Return every line below that contains the word "city", copying each one in full. Treat uppercase and lowercase letters as different.

→ INFORMATION GIVEN

-- Begin --

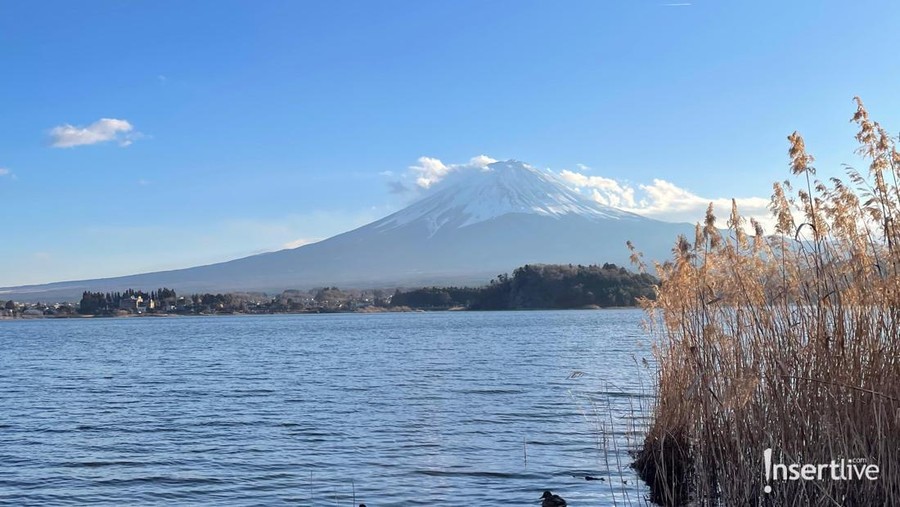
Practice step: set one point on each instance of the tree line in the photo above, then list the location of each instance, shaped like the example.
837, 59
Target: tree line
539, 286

-- End --
-- Begin --

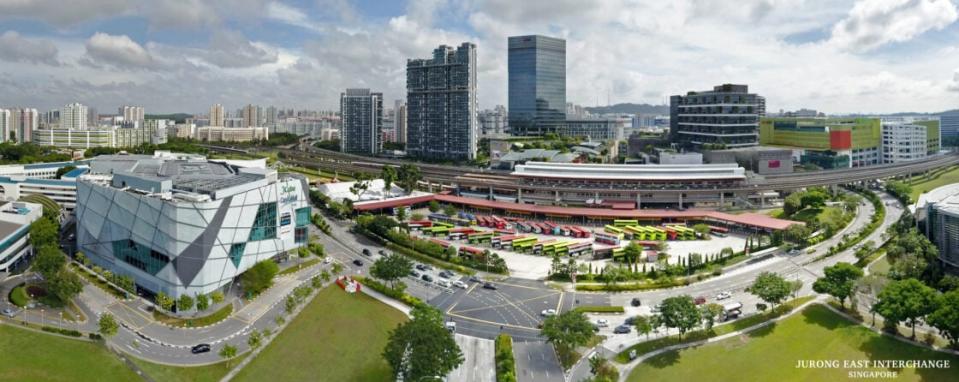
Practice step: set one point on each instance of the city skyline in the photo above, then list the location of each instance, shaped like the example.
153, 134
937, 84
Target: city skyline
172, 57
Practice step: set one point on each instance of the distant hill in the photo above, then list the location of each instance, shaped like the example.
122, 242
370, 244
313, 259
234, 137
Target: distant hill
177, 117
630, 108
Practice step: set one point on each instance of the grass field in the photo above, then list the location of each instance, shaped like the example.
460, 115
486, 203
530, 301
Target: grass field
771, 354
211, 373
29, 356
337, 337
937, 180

-- End --

→ RESULT
Practice step: set one point on each instance of the city skyline in the photo above, then list the location of each instance, shaped like the example.
Target: city skyline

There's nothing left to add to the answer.